WHAT YOU SHOULD DO -
Repeat all of the material below word for word, leaving out the picture.

TASK MATERIAL -
/---

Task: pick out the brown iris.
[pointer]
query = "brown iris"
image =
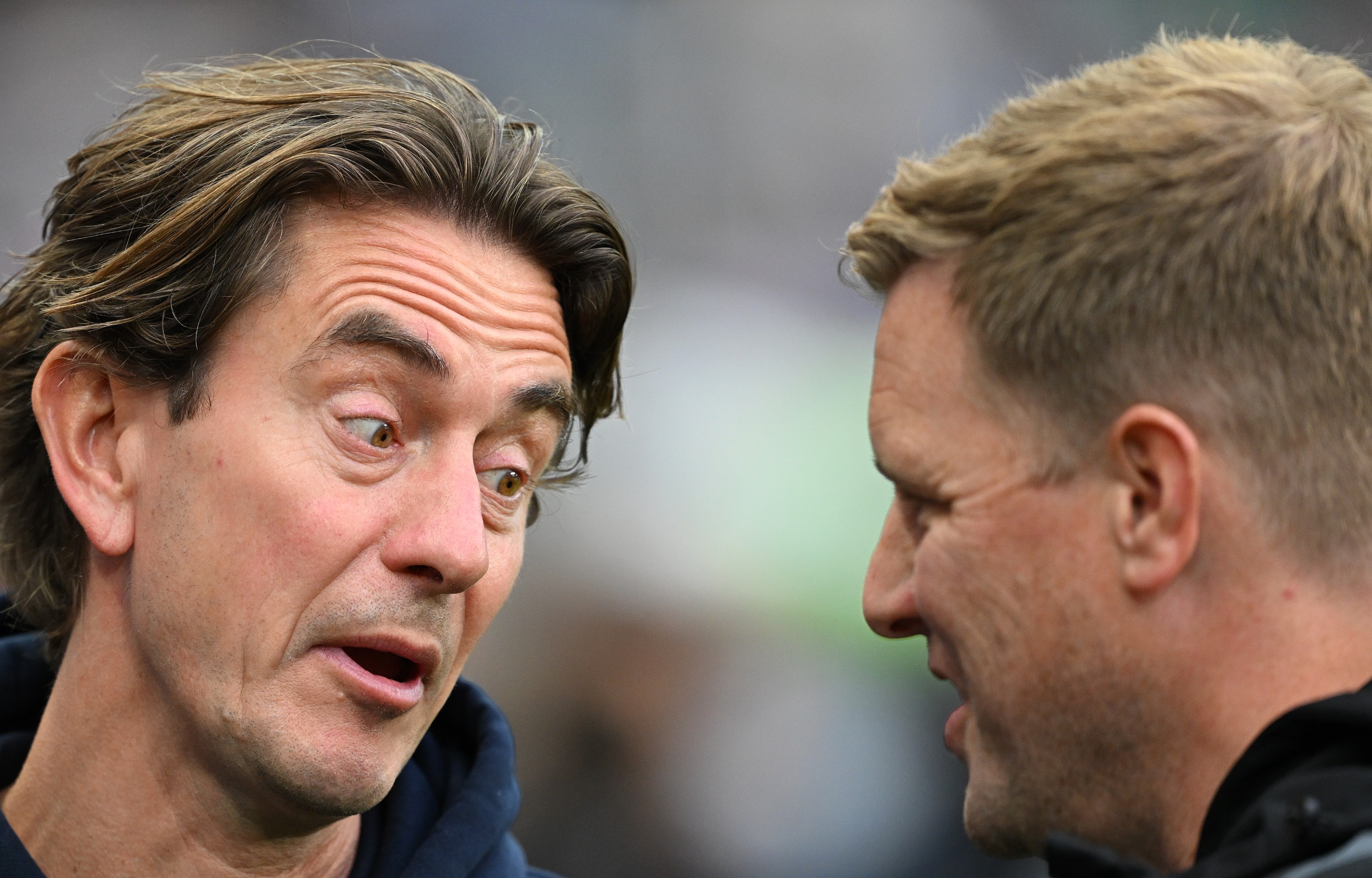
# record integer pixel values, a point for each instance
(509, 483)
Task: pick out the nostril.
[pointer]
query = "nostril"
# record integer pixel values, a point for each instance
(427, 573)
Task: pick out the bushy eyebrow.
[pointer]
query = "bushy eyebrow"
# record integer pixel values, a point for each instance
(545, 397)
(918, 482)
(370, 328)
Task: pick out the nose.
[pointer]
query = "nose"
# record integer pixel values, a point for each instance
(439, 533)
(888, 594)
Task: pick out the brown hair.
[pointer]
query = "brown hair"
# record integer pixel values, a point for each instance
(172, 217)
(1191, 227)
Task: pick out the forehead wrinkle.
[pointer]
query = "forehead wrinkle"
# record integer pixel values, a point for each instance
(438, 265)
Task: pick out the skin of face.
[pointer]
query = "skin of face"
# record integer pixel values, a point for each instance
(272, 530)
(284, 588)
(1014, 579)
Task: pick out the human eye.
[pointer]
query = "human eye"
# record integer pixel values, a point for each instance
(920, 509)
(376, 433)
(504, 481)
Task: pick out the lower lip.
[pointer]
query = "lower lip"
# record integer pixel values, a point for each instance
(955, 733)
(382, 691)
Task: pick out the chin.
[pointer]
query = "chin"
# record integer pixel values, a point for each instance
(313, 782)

\---

SOLUTION -
Task: pick out the brown iris.
[pointer]
query = "brown iris"
image =
# record integer pixel values, a point for each instance
(509, 483)
Task: pick out the nostril.
[pointer]
query = "nostril"
# record integer pixel values, a point for each instance
(427, 573)
Task: pick out the bushy eyebrow.
[pointer]
query = "bushy eyebrow"
# record integer pixel values, a point for each instance
(545, 397)
(918, 482)
(370, 328)
Task: pick out the nose.
[pointer]
query = "nose"
# record integer pixel values, a point for each instance
(439, 533)
(888, 594)
Task: pick out the brown hair.
[pointer]
query = "brown hair"
# record integer pixel values, a point for each instance
(172, 217)
(1191, 227)
Task: pick out the forehead wrinkle.
[pointer]
query = "forehead wrinkle"
# record integer pixel values, a point for each instance
(438, 265)
Task: pick out the skin of face.
[pointer]
query = "skin of face"
# record integer pixel values, a point for each instance
(272, 530)
(284, 588)
(1014, 579)
Task: pick out the human eye.
[pointer]
query = "human eye"
# record integer pixel values, a point for each instance
(920, 509)
(376, 433)
(504, 481)
Task: pick out the lower lip.
[pointer]
query = "lower lip"
# record integer pixel values, a point for each instance
(955, 733)
(382, 691)
Task: pick out the chin.
[pointer]
query = "chin"
# record integer pixel values, a point for each instance
(313, 782)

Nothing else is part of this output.